Lorsque, en 1980, I.b.m., qui domine le marché des gros ordinateurs, décide de se lancer dans celui des machines personnelles, c'est logiquement le système C.p./M. que la firme décide de racheter - plutôt que de l'imiter.

Au lieu de s'adresser directement à Kildall, deux émissaires contactent Bill Gates, à Albuquerque, près de Seattle; ils croient que c'est lui qui détient la licence C.p./M de Gary. Comment I.b.m. a-t-il pu confondre les deux sociétés, celle de Bill Gates, Microsoft, et celle de Gary, Digital Research, située à quelques milliers de kilomètres de là? Vingt ans plus tard, le mystère demeure. Mais il se trouve que Bill Gates connaît bien Gary Kildall, dont les parents vivent à Seattle.

Bill téléphone à Gary. Il a un «gros client», lui dit-il, sans nommer I.b.m. Il lui demande «de bien le traiter». Deux heures plus tard, Gary reçoit l'appel téléphonique. Ce sont les hommes d'I.b.m. Ils sont à Seattle. Ils veulent venir le lendemain. «Nous avions déjà un autre rendez-vous organisé à Oakland, raconte Tom Rolander. Nous prévoyions d'y aller en avion tôt le matin pour être de retour vers midi. C'est ce que nous avons fait.» Les hommes d'I.b.m. n'ont pas l'habitude qu'on les fasse attendre, mais Gary Kildall est le créateur du C.p./M. et l'homme le plus riche de la région. Ils entament donc les négociations avec les avocats et les responsables du bureau de Digital Research, au 801 Lighthouse Avenue. Tom Rolander et Gary Kildall arrivent à midi, comme convenu. «La rencontre avait plutôt mal commencé, poursuit Rolander. I.b.m., alors tout-puissant, proposait des règles de confidentialité unilatérales difficilement acceptables. Tout ce que nous pourrions dévoiler au cours de l'entretien serait considéré comme public, la présence d'I.b.m. resterait confidentielle.» En l'absence de Gary Kildall, Dorothy, sa femme, et Gerry Davis, l'avocat de Digital Research, refusent de signer cette clause. Kildall accepte finalement de le faire et commence l'entretien. «Il voulait en finir. Il n'aimait pas les manières prétentieuses de ces grandes sociétés. Ces deux types en costume-cravate foncé étaient vraiment tout ce qu'il détestait. Il voulait en venir au fait. Nous avons alors découvert qu'I.b.m. voulait acheter notre licence du C.p./M. une fois pour toutes et la rebaptiser C.p.-Dos. Nos affaires, excellentes à l'époque, étaient fondées sur le principe des royalties, exactement comme le fait aujourd'hui Bill Gates, Microsoft, avec Windows. Signer avec I.b.m. nous aurait obligés à laisser tomber tous nos clients. Et rebaptiser notre système d'exploitation, c'était renoncer à notre marque.» On en reste là et on décide de se revoir.

**Consigne écrite 1**.
D'après le texte fourni, sous quel nom I.b.m. voulait-il rebaptiser la licence du C.p./M. ?

**Lignes fournies**.
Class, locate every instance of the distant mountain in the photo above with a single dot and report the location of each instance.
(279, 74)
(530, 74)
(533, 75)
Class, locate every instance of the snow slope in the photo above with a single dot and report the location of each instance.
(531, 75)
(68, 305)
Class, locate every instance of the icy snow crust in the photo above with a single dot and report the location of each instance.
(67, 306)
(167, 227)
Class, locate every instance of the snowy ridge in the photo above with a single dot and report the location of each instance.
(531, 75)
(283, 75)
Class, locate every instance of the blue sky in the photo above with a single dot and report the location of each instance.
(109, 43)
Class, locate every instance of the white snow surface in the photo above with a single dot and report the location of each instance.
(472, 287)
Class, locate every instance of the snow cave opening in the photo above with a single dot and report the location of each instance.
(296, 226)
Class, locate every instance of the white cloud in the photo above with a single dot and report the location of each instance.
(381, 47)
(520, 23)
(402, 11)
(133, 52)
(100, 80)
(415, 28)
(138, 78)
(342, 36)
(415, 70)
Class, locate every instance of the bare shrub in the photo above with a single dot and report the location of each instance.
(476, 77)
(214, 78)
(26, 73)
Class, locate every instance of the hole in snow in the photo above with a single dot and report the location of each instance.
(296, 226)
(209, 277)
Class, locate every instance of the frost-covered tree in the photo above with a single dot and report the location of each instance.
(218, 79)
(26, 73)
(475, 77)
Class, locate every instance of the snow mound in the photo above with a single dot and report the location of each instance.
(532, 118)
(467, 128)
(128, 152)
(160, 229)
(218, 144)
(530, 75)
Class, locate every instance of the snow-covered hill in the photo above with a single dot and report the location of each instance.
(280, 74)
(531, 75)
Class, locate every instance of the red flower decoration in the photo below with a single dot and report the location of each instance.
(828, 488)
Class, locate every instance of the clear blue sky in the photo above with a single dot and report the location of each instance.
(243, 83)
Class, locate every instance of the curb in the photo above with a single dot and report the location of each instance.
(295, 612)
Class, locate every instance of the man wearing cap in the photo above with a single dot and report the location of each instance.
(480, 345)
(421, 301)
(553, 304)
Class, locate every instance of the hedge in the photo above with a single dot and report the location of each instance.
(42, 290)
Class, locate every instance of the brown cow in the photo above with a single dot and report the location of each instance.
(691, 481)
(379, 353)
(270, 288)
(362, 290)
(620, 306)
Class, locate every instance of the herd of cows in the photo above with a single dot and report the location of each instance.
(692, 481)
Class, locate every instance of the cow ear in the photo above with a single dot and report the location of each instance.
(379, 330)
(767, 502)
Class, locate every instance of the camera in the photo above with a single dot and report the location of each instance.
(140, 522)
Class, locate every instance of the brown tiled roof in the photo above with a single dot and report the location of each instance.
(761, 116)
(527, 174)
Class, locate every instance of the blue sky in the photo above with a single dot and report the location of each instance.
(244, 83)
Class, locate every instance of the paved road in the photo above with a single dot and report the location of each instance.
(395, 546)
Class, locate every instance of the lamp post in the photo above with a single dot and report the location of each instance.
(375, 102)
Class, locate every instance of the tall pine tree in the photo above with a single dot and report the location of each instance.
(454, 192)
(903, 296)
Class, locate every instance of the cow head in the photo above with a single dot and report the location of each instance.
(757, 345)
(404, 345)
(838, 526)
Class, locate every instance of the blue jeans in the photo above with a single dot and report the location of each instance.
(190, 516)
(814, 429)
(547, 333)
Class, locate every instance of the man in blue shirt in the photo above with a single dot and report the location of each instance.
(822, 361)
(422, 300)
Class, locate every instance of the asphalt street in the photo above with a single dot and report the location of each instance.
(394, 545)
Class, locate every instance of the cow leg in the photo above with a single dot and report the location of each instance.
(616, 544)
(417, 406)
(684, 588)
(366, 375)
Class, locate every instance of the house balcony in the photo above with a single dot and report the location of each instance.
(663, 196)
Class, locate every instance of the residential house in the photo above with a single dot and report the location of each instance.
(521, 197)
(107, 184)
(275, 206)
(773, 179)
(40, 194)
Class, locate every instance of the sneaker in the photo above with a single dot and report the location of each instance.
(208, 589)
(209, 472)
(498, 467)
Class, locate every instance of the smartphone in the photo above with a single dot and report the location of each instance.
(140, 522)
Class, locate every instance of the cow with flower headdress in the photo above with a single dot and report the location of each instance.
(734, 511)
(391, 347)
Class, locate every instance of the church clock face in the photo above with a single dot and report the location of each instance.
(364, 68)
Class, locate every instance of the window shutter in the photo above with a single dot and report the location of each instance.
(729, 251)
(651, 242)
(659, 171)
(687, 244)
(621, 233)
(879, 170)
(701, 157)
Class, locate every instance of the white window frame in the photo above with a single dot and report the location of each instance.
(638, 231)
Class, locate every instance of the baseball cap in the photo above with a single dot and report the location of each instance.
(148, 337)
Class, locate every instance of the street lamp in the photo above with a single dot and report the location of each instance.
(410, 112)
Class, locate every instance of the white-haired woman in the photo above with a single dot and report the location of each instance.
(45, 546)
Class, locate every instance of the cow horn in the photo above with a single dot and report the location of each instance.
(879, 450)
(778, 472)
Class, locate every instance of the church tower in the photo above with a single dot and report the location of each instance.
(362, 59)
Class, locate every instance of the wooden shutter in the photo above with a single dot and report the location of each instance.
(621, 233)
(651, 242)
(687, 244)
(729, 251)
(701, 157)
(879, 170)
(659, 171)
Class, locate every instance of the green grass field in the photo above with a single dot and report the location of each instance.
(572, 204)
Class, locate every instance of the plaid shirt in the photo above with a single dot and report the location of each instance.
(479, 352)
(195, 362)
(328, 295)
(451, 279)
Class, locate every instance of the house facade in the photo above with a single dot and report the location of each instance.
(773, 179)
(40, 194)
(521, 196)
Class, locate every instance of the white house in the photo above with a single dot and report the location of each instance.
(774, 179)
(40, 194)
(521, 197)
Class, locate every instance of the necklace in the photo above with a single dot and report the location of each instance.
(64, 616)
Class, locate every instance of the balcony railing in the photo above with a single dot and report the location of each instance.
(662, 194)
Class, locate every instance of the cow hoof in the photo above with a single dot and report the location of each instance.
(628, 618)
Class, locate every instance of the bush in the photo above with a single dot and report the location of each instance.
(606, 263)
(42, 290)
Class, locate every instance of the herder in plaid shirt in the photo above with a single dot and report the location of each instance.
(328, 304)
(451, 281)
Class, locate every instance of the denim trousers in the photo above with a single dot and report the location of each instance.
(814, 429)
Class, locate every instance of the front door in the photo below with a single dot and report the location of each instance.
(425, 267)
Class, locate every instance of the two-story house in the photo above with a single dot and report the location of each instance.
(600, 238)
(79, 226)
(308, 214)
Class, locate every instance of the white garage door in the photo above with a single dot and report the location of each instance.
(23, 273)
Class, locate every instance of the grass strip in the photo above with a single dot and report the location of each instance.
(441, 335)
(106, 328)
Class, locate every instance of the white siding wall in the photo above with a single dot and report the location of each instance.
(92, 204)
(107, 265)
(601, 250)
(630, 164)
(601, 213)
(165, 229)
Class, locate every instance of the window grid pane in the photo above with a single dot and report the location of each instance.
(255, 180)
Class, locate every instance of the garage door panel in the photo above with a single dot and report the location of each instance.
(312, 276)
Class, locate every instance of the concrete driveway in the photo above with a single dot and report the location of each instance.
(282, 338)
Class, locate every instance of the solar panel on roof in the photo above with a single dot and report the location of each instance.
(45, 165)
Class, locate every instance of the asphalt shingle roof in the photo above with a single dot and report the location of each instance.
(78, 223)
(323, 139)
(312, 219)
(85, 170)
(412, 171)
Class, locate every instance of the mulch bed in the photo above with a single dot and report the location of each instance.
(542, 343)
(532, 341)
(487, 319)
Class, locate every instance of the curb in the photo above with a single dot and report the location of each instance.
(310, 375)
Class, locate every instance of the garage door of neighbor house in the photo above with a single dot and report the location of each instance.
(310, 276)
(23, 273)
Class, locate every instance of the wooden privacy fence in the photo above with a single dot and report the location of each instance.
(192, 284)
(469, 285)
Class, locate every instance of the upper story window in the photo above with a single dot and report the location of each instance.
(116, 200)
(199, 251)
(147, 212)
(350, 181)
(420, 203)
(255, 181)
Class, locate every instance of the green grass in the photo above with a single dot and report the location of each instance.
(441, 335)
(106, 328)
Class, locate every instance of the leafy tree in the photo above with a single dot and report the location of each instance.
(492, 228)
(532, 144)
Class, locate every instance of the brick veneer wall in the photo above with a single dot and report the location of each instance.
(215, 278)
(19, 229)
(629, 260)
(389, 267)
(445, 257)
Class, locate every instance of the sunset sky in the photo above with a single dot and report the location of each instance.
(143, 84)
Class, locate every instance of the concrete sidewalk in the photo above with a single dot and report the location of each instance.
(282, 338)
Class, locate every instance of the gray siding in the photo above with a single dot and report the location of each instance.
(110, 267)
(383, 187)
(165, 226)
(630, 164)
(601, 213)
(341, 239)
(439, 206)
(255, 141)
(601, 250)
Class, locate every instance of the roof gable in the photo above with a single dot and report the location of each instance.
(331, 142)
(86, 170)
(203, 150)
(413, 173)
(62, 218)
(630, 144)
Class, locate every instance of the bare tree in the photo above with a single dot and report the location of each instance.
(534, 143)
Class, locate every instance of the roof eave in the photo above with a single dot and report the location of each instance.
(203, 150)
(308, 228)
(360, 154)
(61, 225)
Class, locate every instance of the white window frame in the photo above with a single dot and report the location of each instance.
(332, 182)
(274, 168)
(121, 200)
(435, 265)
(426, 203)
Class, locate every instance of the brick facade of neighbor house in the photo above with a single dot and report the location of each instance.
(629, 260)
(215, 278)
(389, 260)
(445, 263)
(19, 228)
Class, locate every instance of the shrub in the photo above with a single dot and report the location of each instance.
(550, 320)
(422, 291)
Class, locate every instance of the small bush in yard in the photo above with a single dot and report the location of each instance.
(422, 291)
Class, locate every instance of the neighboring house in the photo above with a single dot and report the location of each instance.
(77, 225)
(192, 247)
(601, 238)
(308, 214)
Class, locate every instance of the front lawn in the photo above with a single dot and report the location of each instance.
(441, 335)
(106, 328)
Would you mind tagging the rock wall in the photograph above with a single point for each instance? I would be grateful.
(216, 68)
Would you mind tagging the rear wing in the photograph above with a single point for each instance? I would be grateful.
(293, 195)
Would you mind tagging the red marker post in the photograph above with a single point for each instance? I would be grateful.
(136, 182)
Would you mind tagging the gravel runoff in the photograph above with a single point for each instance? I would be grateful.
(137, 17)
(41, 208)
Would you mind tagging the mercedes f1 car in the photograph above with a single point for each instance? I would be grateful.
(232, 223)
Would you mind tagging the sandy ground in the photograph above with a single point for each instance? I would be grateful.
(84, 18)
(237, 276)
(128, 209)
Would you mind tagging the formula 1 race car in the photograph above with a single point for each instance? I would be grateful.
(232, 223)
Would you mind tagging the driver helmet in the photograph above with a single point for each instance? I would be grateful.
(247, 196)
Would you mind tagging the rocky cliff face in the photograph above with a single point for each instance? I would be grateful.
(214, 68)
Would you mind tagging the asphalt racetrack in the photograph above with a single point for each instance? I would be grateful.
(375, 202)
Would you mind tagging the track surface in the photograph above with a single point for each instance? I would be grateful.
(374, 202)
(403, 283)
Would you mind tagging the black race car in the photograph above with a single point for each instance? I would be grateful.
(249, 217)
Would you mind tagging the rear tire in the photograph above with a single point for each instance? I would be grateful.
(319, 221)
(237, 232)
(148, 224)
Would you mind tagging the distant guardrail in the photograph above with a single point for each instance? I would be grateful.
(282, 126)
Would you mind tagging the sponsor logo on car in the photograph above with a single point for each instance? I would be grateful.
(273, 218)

**Consigne écrite 2**.
Donnez uniquement le nombre de lignes où figure le mot « flower ».

**Corrigé complet 1**.
I.b.m. voulait la rebaptiser C.p.-Dos.

**Corrigé complet 2**.
2